* ENTRIES PROVIDED:

=-=-=-=-=

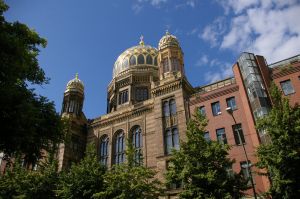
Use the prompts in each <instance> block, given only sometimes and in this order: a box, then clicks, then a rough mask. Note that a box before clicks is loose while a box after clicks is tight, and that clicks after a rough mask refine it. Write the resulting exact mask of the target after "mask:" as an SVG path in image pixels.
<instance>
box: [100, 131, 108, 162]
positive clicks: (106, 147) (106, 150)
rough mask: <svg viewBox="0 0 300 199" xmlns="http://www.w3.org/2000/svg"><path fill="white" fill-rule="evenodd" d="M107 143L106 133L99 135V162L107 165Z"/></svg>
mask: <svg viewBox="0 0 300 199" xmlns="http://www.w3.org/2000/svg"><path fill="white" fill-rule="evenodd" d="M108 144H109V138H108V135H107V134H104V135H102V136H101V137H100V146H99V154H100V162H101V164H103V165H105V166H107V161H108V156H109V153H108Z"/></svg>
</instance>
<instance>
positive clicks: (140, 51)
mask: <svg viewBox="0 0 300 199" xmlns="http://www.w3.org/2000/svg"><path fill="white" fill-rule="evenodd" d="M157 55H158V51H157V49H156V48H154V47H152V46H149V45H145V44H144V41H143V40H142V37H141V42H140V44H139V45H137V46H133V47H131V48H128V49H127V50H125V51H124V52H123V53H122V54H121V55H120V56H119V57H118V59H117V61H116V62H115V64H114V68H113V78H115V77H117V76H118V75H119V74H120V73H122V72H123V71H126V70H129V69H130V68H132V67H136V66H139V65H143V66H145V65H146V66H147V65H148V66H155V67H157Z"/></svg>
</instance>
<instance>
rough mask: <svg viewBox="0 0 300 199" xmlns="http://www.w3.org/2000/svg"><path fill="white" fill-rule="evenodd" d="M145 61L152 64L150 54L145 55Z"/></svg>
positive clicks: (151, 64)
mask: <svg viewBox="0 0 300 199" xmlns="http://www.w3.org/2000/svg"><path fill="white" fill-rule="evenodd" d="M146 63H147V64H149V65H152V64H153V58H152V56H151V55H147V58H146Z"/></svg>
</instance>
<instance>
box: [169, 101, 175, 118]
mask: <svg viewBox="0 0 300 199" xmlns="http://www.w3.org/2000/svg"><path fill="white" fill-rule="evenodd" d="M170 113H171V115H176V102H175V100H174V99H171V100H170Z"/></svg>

=-=-=-=-=

* THE TASK: Output each entry above word for word. The pictures stay out.

* SOLUTION BELOW:
Use the prompts in each <instance> block, given only sometimes and in this order: a box, then clicks, then a rough mask. Note that a box before clicks is loose while a box after clicks is tight, and that clicks after a rough mask refine it. Write the resulting exact mask of the target after "mask:" as an SVG path in image pixels.
<instance>
box: [100, 131, 108, 162]
positive clicks: (106, 147) (106, 150)
rough mask: <svg viewBox="0 0 300 199" xmlns="http://www.w3.org/2000/svg"><path fill="white" fill-rule="evenodd" d="M107 143L106 133L99 135V162L107 165Z"/></svg>
mask: <svg viewBox="0 0 300 199" xmlns="http://www.w3.org/2000/svg"><path fill="white" fill-rule="evenodd" d="M108 144H109V138H108V135H107V134H104V135H102V136H101V137H100V146H99V154H100V162H101V164H103V165H105V166H107V161H108V156H109V153H108Z"/></svg>
</instance>
<instance>
positive clicks: (140, 51)
mask: <svg viewBox="0 0 300 199" xmlns="http://www.w3.org/2000/svg"><path fill="white" fill-rule="evenodd" d="M157 55H158V51H157V49H156V48H154V47H152V46H149V45H145V44H144V41H143V40H142V37H141V42H140V44H139V45H137V46H133V47H131V48H128V49H127V50H125V51H124V52H123V53H122V54H121V55H120V56H119V57H118V59H117V61H116V62H115V64H114V68H113V78H115V77H117V76H118V75H119V74H120V73H122V72H123V71H126V70H129V69H130V68H132V67H136V66H139V65H143V66H145V65H146V66H147V65H148V66H155V67H157Z"/></svg>
</instance>
<instance>
rough mask: <svg viewBox="0 0 300 199" xmlns="http://www.w3.org/2000/svg"><path fill="white" fill-rule="evenodd" d="M145 61L152 64L150 54L145 55Z"/></svg>
positive clicks: (151, 64)
mask: <svg viewBox="0 0 300 199" xmlns="http://www.w3.org/2000/svg"><path fill="white" fill-rule="evenodd" d="M146 63H147V64H149V65H152V64H153V58H152V56H151V55H147V58H146Z"/></svg>
</instance>
<instance>
box: [169, 101, 175, 118]
mask: <svg viewBox="0 0 300 199" xmlns="http://www.w3.org/2000/svg"><path fill="white" fill-rule="evenodd" d="M170 113H171V115H176V102H175V100H174V99H171V100H170Z"/></svg>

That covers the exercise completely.